• _Problem to work on_
Below is a listing; repeat exactly the lines from the one containing "Target: the sea" to the one containing "[indicate] the cloud", both included.

• _Data to process_
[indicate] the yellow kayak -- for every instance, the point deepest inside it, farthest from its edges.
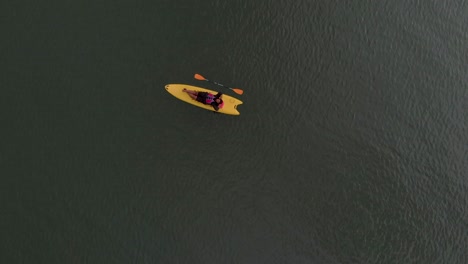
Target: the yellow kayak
(230, 103)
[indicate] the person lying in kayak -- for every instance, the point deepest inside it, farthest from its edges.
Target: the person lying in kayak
(206, 98)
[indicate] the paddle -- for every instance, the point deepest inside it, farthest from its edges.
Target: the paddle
(201, 78)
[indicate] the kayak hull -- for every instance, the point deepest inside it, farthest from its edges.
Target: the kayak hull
(230, 103)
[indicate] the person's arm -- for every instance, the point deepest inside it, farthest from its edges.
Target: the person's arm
(215, 106)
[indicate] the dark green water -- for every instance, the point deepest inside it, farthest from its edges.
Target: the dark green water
(351, 146)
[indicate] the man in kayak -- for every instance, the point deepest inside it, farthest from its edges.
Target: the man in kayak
(206, 98)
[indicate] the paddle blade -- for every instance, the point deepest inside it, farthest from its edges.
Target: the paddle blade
(199, 77)
(237, 91)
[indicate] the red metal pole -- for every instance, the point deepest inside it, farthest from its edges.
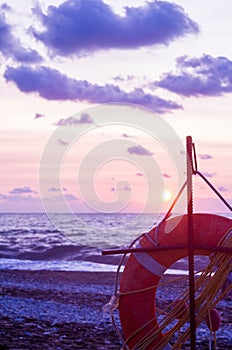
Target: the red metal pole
(189, 147)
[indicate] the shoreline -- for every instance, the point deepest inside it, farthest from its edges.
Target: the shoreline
(63, 310)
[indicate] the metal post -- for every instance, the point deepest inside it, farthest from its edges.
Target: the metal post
(191, 242)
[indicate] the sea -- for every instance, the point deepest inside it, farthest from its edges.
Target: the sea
(68, 242)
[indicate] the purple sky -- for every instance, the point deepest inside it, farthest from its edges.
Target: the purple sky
(62, 57)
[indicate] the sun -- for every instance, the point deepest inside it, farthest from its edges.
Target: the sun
(166, 195)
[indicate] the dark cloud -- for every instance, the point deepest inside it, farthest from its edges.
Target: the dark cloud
(22, 190)
(140, 150)
(85, 118)
(81, 26)
(52, 85)
(38, 116)
(205, 156)
(204, 76)
(11, 47)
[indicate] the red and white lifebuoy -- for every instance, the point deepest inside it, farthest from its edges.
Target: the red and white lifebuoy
(144, 270)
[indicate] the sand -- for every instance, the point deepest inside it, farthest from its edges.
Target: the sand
(63, 310)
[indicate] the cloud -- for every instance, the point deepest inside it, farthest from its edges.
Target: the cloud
(70, 197)
(139, 150)
(3, 196)
(204, 76)
(73, 121)
(56, 189)
(39, 115)
(123, 79)
(81, 26)
(205, 156)
(22, 190)
(223, 189)
(53, 85)
(125, 188)
(127, 136)
(166, 175)
(206, 174)
(11, 47)
(62, 142)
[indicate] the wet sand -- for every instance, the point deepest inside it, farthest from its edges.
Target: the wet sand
(63, 310)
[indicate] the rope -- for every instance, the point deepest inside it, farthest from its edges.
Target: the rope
(207, 288)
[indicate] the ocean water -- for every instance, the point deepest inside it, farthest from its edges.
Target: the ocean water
(32, 241)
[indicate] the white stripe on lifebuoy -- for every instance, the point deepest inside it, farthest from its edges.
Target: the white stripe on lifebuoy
(149, 263)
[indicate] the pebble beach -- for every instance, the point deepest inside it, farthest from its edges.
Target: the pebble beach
(63, 310)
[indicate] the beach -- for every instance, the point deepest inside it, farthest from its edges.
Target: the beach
(63, 310)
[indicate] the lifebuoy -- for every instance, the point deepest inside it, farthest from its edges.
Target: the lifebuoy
(144, 270)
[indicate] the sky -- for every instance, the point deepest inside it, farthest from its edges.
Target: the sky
(97, 98)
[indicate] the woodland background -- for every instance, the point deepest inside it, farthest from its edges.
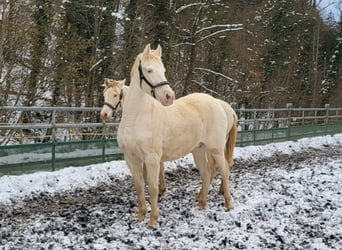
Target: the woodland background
(256, 53)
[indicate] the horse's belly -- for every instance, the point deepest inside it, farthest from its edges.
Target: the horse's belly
(176, 150)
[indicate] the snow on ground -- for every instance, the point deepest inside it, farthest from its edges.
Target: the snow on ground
(12, 187)
(286, 196)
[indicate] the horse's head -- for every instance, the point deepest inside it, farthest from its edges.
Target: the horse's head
(151, 72)
(113, 96)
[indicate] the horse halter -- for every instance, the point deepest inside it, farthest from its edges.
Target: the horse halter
(117, 105)
(153, 87)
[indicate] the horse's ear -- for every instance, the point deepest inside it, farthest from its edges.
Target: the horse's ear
(158, 50)
(121, 83)
(105, 82)
(147, 49)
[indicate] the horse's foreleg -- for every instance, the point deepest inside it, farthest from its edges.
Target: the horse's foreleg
(138, 181)
(162, 185)
(205, 172)
(152, 162)
(225, 173)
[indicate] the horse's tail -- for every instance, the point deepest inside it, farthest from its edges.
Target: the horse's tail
(230, 143)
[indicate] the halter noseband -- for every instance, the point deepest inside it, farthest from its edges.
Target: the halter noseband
(153, 87)
(117, 105)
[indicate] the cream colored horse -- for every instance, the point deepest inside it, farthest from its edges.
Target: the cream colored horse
(114, 94)
(152, 133)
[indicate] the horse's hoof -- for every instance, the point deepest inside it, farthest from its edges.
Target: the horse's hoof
(202, 204)
(161, 192)
(152, 223)
(229, 207)
(141, 217)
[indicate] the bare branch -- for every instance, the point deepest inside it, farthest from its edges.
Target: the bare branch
(227, 26)
(217, 32)
(217, 73)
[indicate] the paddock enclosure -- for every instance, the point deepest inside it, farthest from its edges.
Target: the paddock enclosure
(49, 138)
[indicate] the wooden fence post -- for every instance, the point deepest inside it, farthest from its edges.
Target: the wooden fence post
(53, 121)
(326, 120)
(289, 118)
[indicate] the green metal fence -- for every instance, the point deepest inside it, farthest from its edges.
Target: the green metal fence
(76, 137)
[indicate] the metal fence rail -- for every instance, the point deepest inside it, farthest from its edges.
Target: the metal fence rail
(49, 138)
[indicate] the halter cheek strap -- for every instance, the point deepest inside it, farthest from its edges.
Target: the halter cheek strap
(153, 87)
(117, 105)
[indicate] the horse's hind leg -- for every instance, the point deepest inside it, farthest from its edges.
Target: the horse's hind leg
(224, 170)
(138, 181)
(162, 185)
(205, 172)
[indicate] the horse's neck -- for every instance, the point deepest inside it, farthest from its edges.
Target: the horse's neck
(136, 101)
(125, 90)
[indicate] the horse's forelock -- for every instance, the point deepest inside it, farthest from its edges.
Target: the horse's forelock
(144, 57)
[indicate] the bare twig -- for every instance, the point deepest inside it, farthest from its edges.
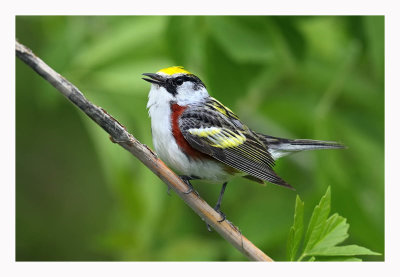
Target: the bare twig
(119, 135)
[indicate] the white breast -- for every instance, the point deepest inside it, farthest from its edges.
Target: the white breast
(168, 150)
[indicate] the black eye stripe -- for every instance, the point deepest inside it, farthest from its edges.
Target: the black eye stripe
(172, 84)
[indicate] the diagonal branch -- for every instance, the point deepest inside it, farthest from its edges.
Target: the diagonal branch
(120, 135)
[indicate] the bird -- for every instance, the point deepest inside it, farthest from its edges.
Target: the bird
(200, 138)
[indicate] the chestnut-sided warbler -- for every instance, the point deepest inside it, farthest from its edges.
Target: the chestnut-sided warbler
(200, 138)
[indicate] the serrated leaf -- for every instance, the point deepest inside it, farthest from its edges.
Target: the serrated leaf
(347, 250)
(334, 232)
(296, 231)
(317, 221)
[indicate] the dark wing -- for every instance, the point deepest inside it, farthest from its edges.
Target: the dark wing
(219, 133)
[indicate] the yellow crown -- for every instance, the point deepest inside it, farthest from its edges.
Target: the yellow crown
(174, 70)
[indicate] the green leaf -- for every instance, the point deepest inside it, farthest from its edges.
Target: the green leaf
(316, 226)
(347, 250)
(334, 232)
(296, 231)
(323, 235)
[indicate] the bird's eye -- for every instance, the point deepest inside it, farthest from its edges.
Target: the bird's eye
(179, 81)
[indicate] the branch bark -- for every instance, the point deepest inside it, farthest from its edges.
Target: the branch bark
(120, 135)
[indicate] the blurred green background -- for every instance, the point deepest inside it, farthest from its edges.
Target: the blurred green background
(81, 197)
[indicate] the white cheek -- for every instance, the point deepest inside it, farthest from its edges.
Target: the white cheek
(158, 96)
(187, 95)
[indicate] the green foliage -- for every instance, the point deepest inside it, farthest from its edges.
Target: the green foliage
(322, 236)
(81, 197)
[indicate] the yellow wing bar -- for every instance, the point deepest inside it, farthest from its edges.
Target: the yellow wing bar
(219, 137)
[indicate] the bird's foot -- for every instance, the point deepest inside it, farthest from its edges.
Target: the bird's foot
(223, 217)
(187, 179)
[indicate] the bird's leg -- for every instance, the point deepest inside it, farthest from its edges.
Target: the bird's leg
(217, 207)
(187, 179)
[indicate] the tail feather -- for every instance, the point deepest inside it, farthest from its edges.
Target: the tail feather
(279, 147)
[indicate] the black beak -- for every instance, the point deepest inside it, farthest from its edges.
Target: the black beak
(155, 78)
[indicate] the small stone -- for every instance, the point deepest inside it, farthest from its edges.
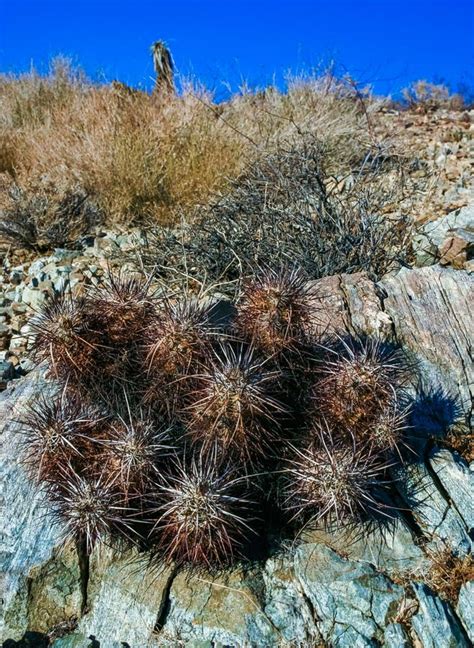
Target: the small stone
(4, 330)
(46, 287)
(465, 608)
(18, 308)
(434, 623)
(27, 365)
(455, 250)
(16, 322)
(7, 370)
(33, 297)
(395, 637)
(61, 284)
(16, 278)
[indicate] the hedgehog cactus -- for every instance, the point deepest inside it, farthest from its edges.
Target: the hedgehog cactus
(204, 516)
(276, 310)
(168, 429)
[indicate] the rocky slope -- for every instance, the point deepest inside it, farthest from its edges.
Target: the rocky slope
(357, 591)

• _Solution for this task_
Target: the sea
(68, 242)
[indicate] the purple sky -- for every instance, the point deepest inside it, farthest from its edges.
Target: the purple sky
(62, 57)
[indicate] the sun -- for every instance, the point deepest inside it, farthest from its edges.
Target: the sun
(166, 195)
[indicate] the dark cloud -- for every instance, the point deepest inside it, farthest from its edges.
Target: the dark cloud
(22, 190)
(140, 150)
(85, 118)
(81, 26)
(52, 85)
(38, 116)
(205, 156)
(204, 76)
(11, 47)
[indicate] the red and white lifebuoy -- for every instance, the point deepest inside it, farthest from its edges.
Target: the red and white lifebuoy
(144, 270)
[indicate] the sand -- for every instance, the point deepest inside it, farthest from its edges.
Target: the sand
(63, 310)
[indicate] the cloud -- for every instance, the point deepest inside it, farthest from its edges.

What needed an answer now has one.